→ Exercise: Copy out all of the records below line for line without changing anything, but leave out the pictures.

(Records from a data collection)

-- -- --

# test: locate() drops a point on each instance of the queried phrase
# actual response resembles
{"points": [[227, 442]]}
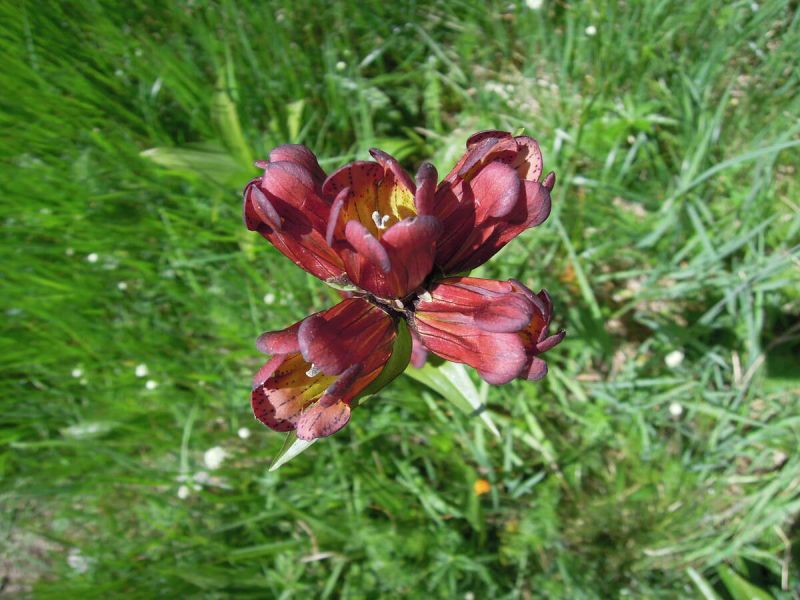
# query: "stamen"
{"points": [[380, 221]]}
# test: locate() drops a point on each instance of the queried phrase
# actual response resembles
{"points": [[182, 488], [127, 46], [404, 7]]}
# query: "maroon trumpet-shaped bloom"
{"points": [[286, 206], [497, 327], [490, 197], [319, 366], [387, 248], [390, 238]]}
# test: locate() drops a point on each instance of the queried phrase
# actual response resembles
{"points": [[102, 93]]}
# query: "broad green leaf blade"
{"points": [[291, 448], [703, 586], [206, 162], [738, 587], [226, 119], [451, 381], [401, 354]]}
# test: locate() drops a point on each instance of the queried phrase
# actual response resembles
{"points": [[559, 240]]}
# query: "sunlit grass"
{"points": [[674, 133]]}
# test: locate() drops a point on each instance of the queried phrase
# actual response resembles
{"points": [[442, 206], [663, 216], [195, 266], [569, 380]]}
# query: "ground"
{"points": [[658, 458]]}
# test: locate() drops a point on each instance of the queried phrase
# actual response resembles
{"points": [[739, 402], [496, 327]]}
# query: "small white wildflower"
{"points": [[674, 359], [77, 561], [213, 457]]}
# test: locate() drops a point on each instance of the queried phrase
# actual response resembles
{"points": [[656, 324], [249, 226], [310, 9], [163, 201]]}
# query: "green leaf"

-- -- --

→ Task answer:
# test: locate() drops a point on each instance of the queried phrase
# actual response resembles
{"points": [[227, 442]]}
# query: "stamen"
{"points": [[380, 221]]}
# test: locate() drops a point on each instance of the queried phrase
# actual response resembles
{"points": [[182, 488], [127, 46], [404, 7]]}
# query: "maroon trumpet-shaped bloom"
{"points": [[286, 206], [497, 327], [490, 197], [319, 366], [387, 248], [390, 238]]}
# test: locate() drops a point on each instance of the queried phrase
# actual response resembles
{"points": [[102, 93]]}
# query: "broad green leaf blade"
{"points": [[291, 448], [703, 586], [206, 162], [738, 587], [226, 119], [451, 381], [401, 354]]}
# test: locate() drops a point on each instance of the queried phrase
# actual response resembles
{"points": [[559, 240]]}
# query: "sunlit grass"
{"points": [[674, 133]]}
# test: locate() drops a point on each instance of the queried phrase
# actual response resembles
{"points": [[442, 206], [663, 216], [195, 266], [569, 380]]}
# query: "ground"
{"points": [[658, 458]]}
# test: locate() drops a point on each instance of the queried phrase
# actual response resembles
{"points": [[739, 402], [496, 327]]}
# query: "small white wildflower"
{"points": [[674, 359], [77, 561], [213, 457]]}
# test: locate() drops a point on each instance of the queried phrase
# actual response resembles
{"points": [[656, 324], [249, 226], [310, 9], [163, 201]]}
# query: "green leaf"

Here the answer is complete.